QUOTED PASSAGE:
·····
TN Budget 2021: PTR presents budget sans populist measures, says time not ripe for fiscal consolidation

Finance Secretary S Krishnan said the aim of the government is to allocate much of the funds borrowed on capital expenditure.
Tamil Nadu Finance Minister Palanivel Thiagarajan (Photo | EPS)
Tamil Nadu Finance Minister Palanivel Thiagarajan (Photo | EPS)

CHENNAI: The first budget of the DMK government led by Chief Minister MK Stalin presented today was largely sans populist measures except for the reduction in the petrol price by Rs 3 per litre. 

Finance Minister Palanivel Thiagarajan said the time is not yet ripe for fiscal consolidation given that the economy is just recovering from the impact of the successive waves of the Covid-19 pandemic.  

Meanwhile, Finance Secretary S Krishnan said the aim of the government is to allocate much of the funds borrowed on capital expenditure; steps will be taken for that from this financial year onwards. He also announced that the reduction in petrol price would come into force from August 14.
·····
Point localization data

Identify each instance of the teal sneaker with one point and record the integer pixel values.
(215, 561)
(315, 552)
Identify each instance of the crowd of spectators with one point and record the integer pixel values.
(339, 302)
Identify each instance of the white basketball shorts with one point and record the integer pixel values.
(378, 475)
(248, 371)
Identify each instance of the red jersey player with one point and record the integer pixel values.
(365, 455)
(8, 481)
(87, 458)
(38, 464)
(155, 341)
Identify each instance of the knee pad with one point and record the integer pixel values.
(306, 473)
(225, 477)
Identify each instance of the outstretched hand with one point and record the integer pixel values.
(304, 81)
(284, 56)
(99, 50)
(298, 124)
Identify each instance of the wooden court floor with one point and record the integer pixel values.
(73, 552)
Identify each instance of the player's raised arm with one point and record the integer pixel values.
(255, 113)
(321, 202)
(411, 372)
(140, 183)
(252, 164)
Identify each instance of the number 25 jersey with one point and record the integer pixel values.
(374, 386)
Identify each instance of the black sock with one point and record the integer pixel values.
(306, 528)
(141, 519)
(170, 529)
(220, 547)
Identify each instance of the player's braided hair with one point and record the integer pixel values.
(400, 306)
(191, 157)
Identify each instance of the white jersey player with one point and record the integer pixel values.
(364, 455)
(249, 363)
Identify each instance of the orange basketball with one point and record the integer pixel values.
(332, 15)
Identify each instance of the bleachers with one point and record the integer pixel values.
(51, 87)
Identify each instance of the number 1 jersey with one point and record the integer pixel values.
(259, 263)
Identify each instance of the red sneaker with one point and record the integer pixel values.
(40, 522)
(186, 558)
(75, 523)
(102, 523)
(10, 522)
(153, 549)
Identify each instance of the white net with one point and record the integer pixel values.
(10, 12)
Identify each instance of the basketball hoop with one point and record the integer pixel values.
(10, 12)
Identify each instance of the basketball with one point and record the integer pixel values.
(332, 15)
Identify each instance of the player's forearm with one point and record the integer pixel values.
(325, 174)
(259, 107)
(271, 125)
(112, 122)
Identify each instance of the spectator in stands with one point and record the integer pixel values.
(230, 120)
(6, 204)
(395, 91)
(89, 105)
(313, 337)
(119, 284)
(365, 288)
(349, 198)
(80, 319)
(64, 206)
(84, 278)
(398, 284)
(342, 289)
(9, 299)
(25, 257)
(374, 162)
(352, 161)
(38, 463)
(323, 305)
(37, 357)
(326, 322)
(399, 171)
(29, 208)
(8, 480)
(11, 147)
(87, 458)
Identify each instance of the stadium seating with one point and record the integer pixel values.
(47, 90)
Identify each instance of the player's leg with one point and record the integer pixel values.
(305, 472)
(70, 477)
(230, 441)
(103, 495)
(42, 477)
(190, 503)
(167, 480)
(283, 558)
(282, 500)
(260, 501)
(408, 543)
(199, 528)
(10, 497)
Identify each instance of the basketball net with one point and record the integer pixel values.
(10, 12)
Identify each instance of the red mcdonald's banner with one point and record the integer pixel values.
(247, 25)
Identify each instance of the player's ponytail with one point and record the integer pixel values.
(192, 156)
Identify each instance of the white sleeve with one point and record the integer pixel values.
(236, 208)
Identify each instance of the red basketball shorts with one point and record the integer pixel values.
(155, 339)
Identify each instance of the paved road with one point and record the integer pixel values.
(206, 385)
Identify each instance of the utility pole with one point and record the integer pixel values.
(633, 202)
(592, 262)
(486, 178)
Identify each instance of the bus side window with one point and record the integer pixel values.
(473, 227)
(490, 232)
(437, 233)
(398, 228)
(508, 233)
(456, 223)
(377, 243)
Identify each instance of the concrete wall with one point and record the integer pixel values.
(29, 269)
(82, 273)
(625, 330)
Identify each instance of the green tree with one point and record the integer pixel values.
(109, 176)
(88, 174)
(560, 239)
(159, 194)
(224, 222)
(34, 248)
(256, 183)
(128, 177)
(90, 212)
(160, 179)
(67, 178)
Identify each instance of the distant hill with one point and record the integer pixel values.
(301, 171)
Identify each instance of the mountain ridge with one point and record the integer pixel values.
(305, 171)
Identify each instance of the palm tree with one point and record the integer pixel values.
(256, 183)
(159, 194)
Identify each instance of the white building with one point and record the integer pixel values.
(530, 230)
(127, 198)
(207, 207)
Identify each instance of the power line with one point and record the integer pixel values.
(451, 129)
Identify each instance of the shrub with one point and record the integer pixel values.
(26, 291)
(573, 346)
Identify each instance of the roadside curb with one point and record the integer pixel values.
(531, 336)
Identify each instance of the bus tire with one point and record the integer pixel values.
·····
PROBLEM SET:
1. Based on the budget article, is each statement true? (a) The petrol price is being cut by Rs 3 per litre. (b) The finance minister said the time is right for fiscal consolidation. (c) The petrol price cut takes effect from August 14.
2. Reproduce the part of the budget article starting with "CHENNAI: The first" and going on through "from August 14.".
Rely only on the budget article, not on the listing.

RESPONSES TO THE EXERCISE:
1.
(a) Yes: "the reduction in the petrol price by Rs 3 per litre"
(b) No: "the time is not yet ripe for fiscal consolidation"
(c) Yes: "the reduction in petrol price would come into force from August 14"

2.
CHENNAI: The first budget of the DMK government led by Chief Minister MK Stalin presented today was largely sans populist measures except for the reduction in the petrol price by Rs 3 per litre. 

Finance Minister Palanivel Thiagarajan said the time is not yet ripe for fiscal consolidation given that the economy is just recovering from the impact of the successive waves of the Covid-19 pandemic.  

Meanwhile, Finance Secretary S Krishnan said the aim of the government is to allocate much of the funds borrowed on capital expenditure; steps will be taken for that from this financial year onwards. He also announced that the reduction in petrol price would come into force from August 14.